Demande écrite A:
Recopiez le passage du fil sur la mémoire des Mac et des PC qui commence aux mots "Merci à tous" et s'arrête après "série spéciale ?!". Remplacez-y "puces" par "composants".

··· Extrait choisi

# différence mémoire entre Mac et Pc ?



## olep (20 Décembre 2004)

Bonjour à tous !

Mes premiers pas officiels sur Mac Gé ! Ca fait des semaines que je suis le site de très près ce forum riche en infos intéressantes et depuis mon acquisition de l'ibook, le temps est venu pour moi de prendre quelques infos.

Je sais qu'il faut de base rajouter 512 Mo à l'ibook pour avoir un os réactif. De ce coté pas de problèmes. Ce qui me tracassent plus c'est qu'en allant chez Crucial par exemple ils vendent de la DDR PC 2100 à 85.76¤ mais en suivant un lien annoncé sur le forum il semblerait qu'il y ait 2 types de PC2100 une spécial Apple ibook ( 125¤ !!!   sans les frais de port) et l'autre . Je suis très surpris car à ma connaissance une PC2100 reste une PC2100 => incomprehension. 

Quelqu'un aurait il l'amabilité de me dire où trouver ce type de barette à un prix quand meme plus sympathique que celui de crucial ?

Merci à tous !!


----------



## GrandGibus (20 Décembre 2004)

Salut,

effectivement, deux barettes PC2100 seraient identiques... du moins en caractéristiques. 

Après, ces barettes peuvent être quand même différentes: CAS (temps d'accès), nombre de puces (8 ou 16....). De plus tu as certainement dû lire dans les forums que les Macs étaient un peu plus difficiles sur la qualité de la mémoire... notament au niveau du nombre de puces. D'où la série spéciale ?!

Pour un autre fournisseur.... regarde dans le bandeau publicitaire de MacGé (the clearance store)


----------

······
··· Enregistrements sources

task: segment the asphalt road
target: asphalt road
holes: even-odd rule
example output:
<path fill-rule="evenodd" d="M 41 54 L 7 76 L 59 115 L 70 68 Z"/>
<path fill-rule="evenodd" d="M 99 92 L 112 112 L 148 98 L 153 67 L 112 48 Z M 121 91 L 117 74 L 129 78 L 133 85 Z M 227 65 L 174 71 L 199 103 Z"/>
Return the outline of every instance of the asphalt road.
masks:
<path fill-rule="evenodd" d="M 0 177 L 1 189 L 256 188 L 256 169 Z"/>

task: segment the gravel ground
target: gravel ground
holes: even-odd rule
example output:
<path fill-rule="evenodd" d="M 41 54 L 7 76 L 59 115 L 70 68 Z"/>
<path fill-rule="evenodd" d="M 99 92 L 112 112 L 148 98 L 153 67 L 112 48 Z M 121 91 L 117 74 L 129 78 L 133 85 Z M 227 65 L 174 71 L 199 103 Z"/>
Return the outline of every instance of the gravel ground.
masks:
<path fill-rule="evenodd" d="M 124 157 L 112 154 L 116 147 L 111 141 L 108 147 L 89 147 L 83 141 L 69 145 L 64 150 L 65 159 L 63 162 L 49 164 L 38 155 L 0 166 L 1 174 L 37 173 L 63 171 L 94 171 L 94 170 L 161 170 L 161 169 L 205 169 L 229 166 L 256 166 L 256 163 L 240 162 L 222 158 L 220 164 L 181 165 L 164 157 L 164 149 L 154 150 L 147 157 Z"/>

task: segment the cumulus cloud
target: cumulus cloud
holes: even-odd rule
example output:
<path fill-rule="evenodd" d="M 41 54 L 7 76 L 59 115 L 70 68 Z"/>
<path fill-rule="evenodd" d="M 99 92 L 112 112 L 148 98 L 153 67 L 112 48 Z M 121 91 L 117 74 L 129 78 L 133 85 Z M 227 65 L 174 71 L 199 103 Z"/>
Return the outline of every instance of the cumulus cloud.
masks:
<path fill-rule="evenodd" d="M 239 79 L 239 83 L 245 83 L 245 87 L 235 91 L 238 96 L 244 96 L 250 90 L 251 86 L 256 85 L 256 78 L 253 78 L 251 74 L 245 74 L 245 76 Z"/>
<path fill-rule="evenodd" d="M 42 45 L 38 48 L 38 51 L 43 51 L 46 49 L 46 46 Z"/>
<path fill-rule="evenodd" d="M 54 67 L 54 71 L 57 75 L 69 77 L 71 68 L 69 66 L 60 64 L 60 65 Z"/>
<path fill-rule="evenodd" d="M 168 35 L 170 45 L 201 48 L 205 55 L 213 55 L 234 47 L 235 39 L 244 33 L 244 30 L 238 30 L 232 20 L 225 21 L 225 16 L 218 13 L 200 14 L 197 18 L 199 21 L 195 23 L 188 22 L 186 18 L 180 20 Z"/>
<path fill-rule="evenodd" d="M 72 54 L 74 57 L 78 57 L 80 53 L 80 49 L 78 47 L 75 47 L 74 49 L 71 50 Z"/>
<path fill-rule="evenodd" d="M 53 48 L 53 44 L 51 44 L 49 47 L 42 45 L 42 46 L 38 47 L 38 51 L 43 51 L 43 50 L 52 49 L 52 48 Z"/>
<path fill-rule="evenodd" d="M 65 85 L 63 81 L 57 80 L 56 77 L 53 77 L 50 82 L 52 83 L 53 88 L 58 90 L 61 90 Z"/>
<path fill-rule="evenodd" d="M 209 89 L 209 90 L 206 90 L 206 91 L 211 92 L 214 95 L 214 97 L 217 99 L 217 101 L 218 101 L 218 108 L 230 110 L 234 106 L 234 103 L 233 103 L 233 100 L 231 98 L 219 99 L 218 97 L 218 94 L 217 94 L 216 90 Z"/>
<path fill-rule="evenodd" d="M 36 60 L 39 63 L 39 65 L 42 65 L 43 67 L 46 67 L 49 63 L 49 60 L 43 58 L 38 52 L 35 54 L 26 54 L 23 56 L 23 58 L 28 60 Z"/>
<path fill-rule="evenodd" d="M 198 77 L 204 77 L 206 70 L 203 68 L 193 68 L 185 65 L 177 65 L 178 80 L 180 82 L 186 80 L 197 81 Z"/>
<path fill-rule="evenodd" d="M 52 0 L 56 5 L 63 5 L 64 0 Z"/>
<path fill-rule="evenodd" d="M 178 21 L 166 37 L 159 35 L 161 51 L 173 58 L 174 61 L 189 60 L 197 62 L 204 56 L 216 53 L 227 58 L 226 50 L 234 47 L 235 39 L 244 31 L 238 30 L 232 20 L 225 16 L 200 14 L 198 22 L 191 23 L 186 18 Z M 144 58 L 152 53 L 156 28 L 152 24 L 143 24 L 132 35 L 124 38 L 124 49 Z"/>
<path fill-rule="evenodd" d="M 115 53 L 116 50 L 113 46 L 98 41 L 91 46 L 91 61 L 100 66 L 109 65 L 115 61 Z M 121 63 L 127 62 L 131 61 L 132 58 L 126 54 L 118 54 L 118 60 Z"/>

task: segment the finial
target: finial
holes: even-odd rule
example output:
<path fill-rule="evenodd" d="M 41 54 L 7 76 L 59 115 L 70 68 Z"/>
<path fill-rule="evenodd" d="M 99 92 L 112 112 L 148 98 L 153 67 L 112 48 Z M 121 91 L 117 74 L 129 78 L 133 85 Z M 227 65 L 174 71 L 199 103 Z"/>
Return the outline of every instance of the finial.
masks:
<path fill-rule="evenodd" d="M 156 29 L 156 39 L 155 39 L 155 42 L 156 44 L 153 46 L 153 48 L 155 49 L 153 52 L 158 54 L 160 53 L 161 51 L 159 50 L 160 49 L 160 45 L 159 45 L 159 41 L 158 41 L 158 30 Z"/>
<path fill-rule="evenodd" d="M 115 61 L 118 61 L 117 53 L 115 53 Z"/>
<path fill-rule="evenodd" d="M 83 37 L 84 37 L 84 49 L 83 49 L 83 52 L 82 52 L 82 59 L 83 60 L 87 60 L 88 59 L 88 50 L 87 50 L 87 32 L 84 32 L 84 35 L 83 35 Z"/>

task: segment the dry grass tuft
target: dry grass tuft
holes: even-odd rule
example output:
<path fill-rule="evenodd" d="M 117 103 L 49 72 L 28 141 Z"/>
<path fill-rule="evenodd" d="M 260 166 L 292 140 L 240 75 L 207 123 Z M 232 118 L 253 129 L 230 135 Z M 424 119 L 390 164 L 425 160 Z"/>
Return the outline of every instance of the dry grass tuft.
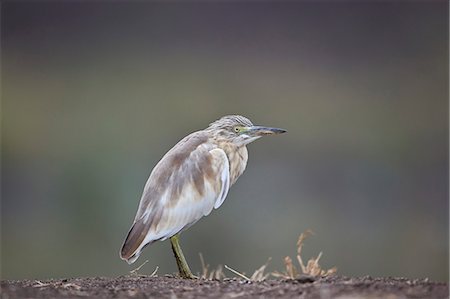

······

Demande écrite B:
Rassemblez chaque ligne des enregistrements ci-dessus où figure la chaîne "cloud", en tenant compte de la casse.

Réponse complète A:
Merci à tous !!


----------



## GrandGibus (20 Décembre 2004)

Salut,

effectivement, deux barettes PC2100 seraient identiques... du moins en caractéristiques. 

Après, ces barettes peuvent être quand même différentes: CAS (temps d'accès), nombre de composants (8 ou 16....). De plus tu as certainement dû lire dans les forums que les Macs étaient un peu plus difficiles sur la qualité de la mémoire... notament au niveau du nombre de composants. D'où la série spéciale ?!

Réponse complète B:
task: segment the cumulus cloud
target: cumulus cloud
Return the outline of every instance of the cumulus cloud.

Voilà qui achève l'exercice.